Extrait du document:
Un antibiotique de dernier recours fait éclater les bactéries multirésistantes comme des ballons
En appliquant des outils scientifiques modernes à un antibiotique découvert il y a 70 ans, les chercheurs ont révélé un mécanisme jusqu’alors inconnu qui permet de percer et de faire éclater les superbactéries ou Bactéries multirésistantes comme des ballons. De manière prometteuse, les scientifiques ont également démontré comment cette approche de l’élimination des bactéries peut être renforcée en l’associant à d’autres antibiotiques, ce qui pourrait constituer une nouvelle forme de défense contre les bactéries mortelles et résistantes aux médicaments.
Le médicament au centre de cette étude est la colistine, décrite pour la première fois en 1947 et devenue depuis un traitement de dernier recours pour les infections bactériennes devenues résistantes aux autres médicaments. La colistine est l’un des rares médicaments capables de combattre les superbactéries les plus mortelles, comme l’Escherichia coli, Pseudomonas aeruginosa et l’Acinetobacter baumannii, en perçant les deux membranes qui enveloppent la bactérie. Cependant, la manière dont elle y parvient n’est pas claire.
Image d’entête : la superbactérie Pseudomonas aeruginosa, qui peut provoquer des infections pulmonaires chez les personnes sous respirateur dans les unités de soins intensifs. (Imperial College London)

Entrées extraites:
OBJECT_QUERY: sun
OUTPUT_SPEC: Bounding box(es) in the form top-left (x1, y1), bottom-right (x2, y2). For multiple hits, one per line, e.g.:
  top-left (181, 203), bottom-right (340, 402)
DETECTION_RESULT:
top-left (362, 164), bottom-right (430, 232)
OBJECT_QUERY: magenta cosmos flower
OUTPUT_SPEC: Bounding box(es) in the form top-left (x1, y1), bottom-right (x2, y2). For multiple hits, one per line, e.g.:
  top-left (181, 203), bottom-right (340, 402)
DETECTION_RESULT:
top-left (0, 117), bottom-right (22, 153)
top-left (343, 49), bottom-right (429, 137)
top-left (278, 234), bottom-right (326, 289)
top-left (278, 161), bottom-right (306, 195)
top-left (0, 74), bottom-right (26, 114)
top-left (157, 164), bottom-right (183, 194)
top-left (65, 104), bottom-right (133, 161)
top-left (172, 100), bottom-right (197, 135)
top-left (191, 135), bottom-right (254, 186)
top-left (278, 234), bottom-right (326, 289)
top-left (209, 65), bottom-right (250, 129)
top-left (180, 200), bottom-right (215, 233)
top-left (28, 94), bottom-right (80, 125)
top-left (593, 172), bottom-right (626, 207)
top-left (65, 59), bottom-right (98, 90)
---
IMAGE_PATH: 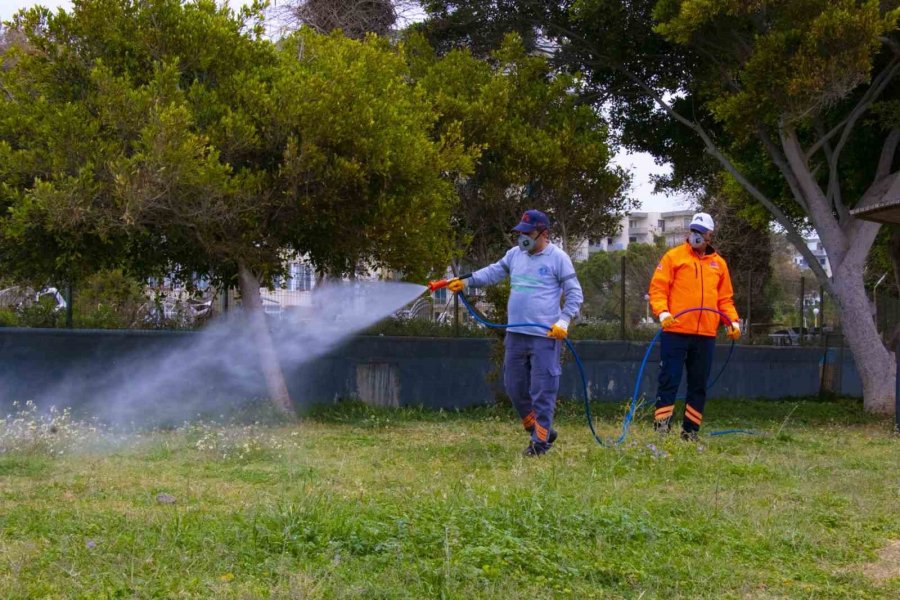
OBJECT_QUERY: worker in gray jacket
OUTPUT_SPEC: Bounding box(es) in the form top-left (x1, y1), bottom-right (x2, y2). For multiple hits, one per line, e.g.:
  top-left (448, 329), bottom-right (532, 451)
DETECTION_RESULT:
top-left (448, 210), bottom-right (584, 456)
--
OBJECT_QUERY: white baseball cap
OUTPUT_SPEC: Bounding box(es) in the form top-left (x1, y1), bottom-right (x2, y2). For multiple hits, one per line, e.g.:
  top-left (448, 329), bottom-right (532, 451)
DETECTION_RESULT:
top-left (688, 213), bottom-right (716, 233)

Consignes:
1. Relevez toutes les espèces de bactéries nommées dans le texte sur la colistine.
2. D'après le texte sur la colistine, en quelle année ce médicament a-t-il été décrit pour la première fois ?
3. Rédigez la suite du texte sur la colistine.
Les entrées n'ont aucun lien avec le texte.

Corrigé:
1. Escherichia coli, Pseudomonas aeruginosa, Acinetobacter baumannii

2. En 1947.

3.
Les scientifiques savaient que le médicament pouvait pénétrer la membrane externe en ciblant une substance chimique appelée lipopolysaccharide (LPS). Le problème, c’est qu’il y a très peu de ce produit chimique dans la membrane interne, ce qui soulève des questions sur la façon dont la colistine est capable de trouver et de pénétrer.
Selon le Dr Andrew Edwards, de l’Imperial College de Londres, qui a dirigé les recherches :
Il semble évident que la colistine endommage les deux membranes de la même manière, mais on a toujours supposé que cette substance les endommageait de façon différente. Il y a si peu de LPS dans la membrane interne que cela ne semblait pas possible, et nous étions très sceptiques au début. Cependant, en changeant la quantité de LPS dans la membrane interne en laboratoire, et aussi en la modifiant chimiquement, nous avons pu montrer que la colistine perce réellement les deux peaux bactériennes de la même manière, et que cela tue la superbactérie.
La super-microbe Pseudomonas aeruginosa après avoir été » éclatée » par l’antibiotique colistine. (Imperial College London)
Forte de cette nouvelle compréhension du fonctionnement de la colistine, l’équipe a continué à chercher des moyens d’améliorer ses capacités à tuer les bactéries. Les scientifiques ont découvert qu’un antibiotique expérimental appelé murepavadine pouvait être utilisé pour augmenter les niveaux de LPS dans la peau interne de la bactérie Pseudomonas aeruginosa, ce qui permettait à la colistine de pénétrer beaucoup plus facilement et de tuer le microbe.
Bien que vieille de plusieurs décennies, la colistine ne fait que gagner en importance à mesure que les bactéries résistantes aux médicaments continuent d’évoluer et constituent une plus grande menace pour la vie humaine. En fait, l’Organisation mondiale de la santé l’a désignée comme l’un des « antimicrobiens d’importance critique les plus prioritaires », en raison de son rôle de médicament de dernier recours pour les patients gravement malades, et de nombreuses recherches sont menées pour renforcer ses défenses.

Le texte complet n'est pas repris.